*Challenge 1*. In the rows below, give the stretch from the line containing "instance of the sea" through the end of the rows again, switching "shelf-audit tool" to "labeling tool" and leaving everything else unchanged.

*Text extract*.
/---

- Born: October 4, 1874 Newmarket, Ireland
- Died: October 21, 1937 (aged 63)
- Place of burial: Holy Cross Cemetery, Brooklyn, New York
- Allegiance: United States of America
- Branch: United States Marine Corps
- Service years: 1896 - 1926
- Rank: Captain
- Unit: USS Nashville
- Conflicts: Spanish–American War
- Awards: Medal of Honor

= Michael Kearney (Medal of Honor) =

Michael Kearney (October 4, 1874 - October 21, 1937) was a private serving in the United States Marine Corps during the Spanish–American War who received the Medal of Honor for bravery.

==Biography==
Kearney was born on October 4, 1874, in Newmarket, Ireland. He joined the Marine Corps from Boston in April 1896, and retired with the rank of captain in December 1926.

\---

*Challenge 2*. Rewrite the paragraph of the Michael Kearney biography that begins "Kearney was born on October 4, 1874" as a short bulleted list of its facts.

*Records for processing*.
/---

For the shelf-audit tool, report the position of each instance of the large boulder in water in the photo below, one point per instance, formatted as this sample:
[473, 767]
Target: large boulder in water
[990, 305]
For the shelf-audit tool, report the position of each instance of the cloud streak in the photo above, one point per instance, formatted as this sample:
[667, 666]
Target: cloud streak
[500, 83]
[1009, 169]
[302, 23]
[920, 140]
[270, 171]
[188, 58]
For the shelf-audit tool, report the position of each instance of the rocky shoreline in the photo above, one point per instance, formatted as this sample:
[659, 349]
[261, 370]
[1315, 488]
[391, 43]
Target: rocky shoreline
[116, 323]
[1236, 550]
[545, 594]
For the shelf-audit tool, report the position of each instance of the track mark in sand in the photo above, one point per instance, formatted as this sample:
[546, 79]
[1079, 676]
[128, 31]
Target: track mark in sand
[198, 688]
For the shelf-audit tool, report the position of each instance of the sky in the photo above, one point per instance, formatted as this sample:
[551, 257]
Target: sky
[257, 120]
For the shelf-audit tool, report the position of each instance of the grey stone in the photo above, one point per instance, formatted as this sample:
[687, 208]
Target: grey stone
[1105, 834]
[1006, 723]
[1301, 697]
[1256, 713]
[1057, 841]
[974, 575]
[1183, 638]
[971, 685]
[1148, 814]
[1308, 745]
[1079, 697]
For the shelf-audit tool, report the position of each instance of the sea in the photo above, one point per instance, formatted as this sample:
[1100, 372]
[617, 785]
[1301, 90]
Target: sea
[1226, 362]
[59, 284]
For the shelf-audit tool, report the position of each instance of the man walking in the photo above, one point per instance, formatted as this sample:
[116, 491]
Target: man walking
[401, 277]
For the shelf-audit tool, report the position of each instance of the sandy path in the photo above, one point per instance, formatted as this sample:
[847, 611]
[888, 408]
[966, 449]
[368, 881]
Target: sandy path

\---

*Task output 1*.
For the labeling tool, report the position of each instance of the sea in the photo above, one point per instance, formatted as this sample:
[1100, 372]
[617, 785]
[1301, 90]
Target: sea
[1226, 362]
[59, 284]
For the labeling tool, report the position of each instance of the man walking in the photo above, one point per instance, formatted as this sample:
[116, 491]
Target: man walking
[401, 277]
For the labeling tool, report the position of each instance of the sandy path in the photo above, one point per instance, formatted as this sample:
[847, 611]
[888, 408]
[966, 449]
[368, 881]
Target: sandy path

*Task output 2*.
- Born October 4, 1874, in Newmarket, Ireland
- Joined the Marine Corps from Boston in April 1896
- Retired as a captain in December 1926